Supplied data:
• • • •
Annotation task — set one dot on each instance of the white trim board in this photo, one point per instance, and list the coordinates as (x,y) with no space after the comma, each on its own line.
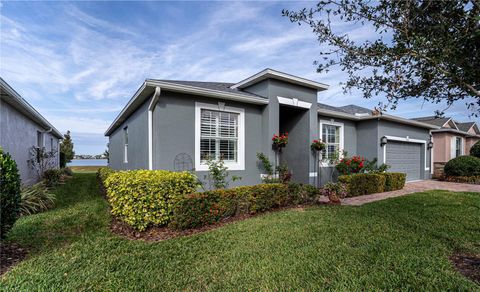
(240,164)
(342,137)
(294,102)
(406,139)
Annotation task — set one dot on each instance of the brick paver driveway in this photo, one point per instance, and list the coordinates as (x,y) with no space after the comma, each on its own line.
(412,187)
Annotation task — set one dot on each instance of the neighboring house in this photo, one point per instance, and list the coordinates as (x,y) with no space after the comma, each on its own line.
• • • •
Please copy the listing above word for word, leaving out the pictures.

Solution to the exercise:
Annotation task — set one dot on each instance of the white trim board in this photo, one point per instance, and list the coordinates as (x,y) with no space after the comma, each on its own line.
(240,164)
(342,137)
(294,102)
(406,139)
Annotation task — set one dot on each instance of the brick paver driveway in this photo, one point per instance, and list the coordinates as (x,y) with no space after the comma, each on its own line.
(412,187)
Annotation task — set one dot on each instance of the neighboring house in this photo, one point per instance, and list the coordinates as (x,y) with no space after the comma, each on its own line.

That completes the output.